» **PAGE TEXT**
::::

Ronald Reagan seemed to have made it a habit of supporting oppressive leaders and war criminals throughout Africa. Joseph Mobutu was one of Africa's most notorious dictators. Mobutu came to power following the overthrow and murder of the democratically elected Patrice Lumumba. Mobutu ruled for more than 30 years. During this period of time he plundered the Congo's treasury. By the time he was overthrown, the Congo was one of the poorest nations in Africa and Mobutu was one of the Africa's richest dictators. Reagan described Mobutu as "a voice of good sense and good will." President George H.W. Bush invited Mobutu to Washington and praised him as "one of our most valued friends."

Reagan also supported Jonas Savimbi, an Angolan rebel who waged a civil war against the Angolan government. This civil war resulted in the deaths of more than one million people. Despite the various war crimes that Savimibi committed, which included targeting civilians, Reagan invited Savimibi to the White House and described him as a "freedom fighter." Today Reagan is praised as a conservative hero. His history of supporting African war criminals and dictators is conveniently brushed aside.

::::

[Records for location labeling]
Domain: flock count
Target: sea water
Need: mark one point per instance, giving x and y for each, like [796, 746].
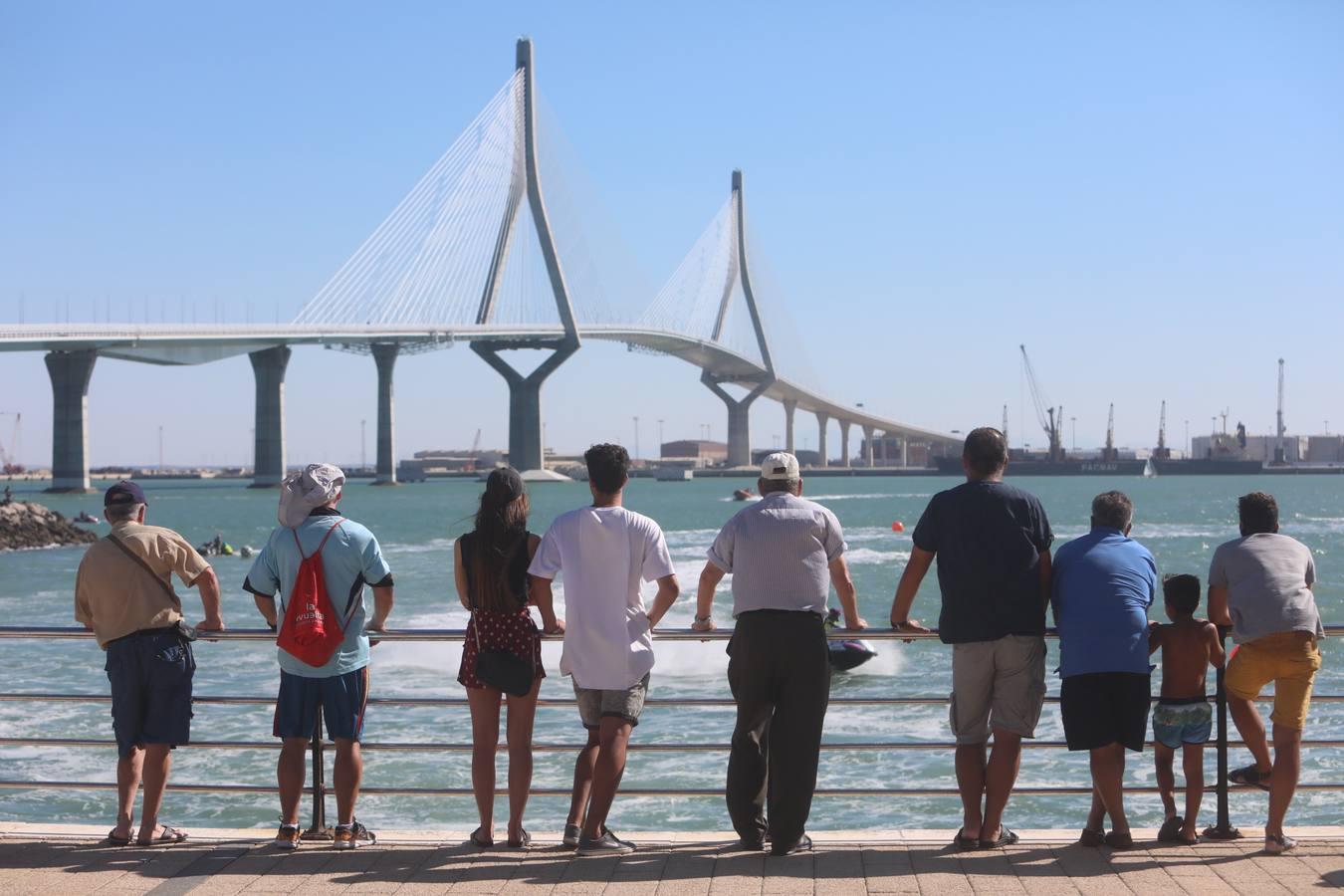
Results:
[1180, 520]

::::

Write the next part of the passage on Reagan's support for African dictators, picking up after its last sentence. These lines have no role in this exercise.

» **THE RESPONSE**
During George W. Bush's war on terror, Gaddafi was considered an ally of that war, with the Bush administration actually describing Libya as a "model" for other nations to follow. This was during a time when the British government was actively assisting the Libyan government in suppressing and torturing dissent. Where was Newt Gingrich's outrage over the Bush administration praising Gaddafi?

The conservative outrage over Obama's photo in front of Che Guevara's mural is an example of selective outrage from a party that has had a history of supporting people with more blood on their hands than Che Guevara did. This outrage, I think, is also part of the larger problem of confronting America's own complex foreign policy and the unintended consequences of those policies. For those who care to remember, the Cuban Revolution overthrew Fulgencio Batista. Batista's regime was a corrupt and repressive one, yet he had the support of the Eisenhower administration for the good portion of his rule. Eisenhower was a Republican.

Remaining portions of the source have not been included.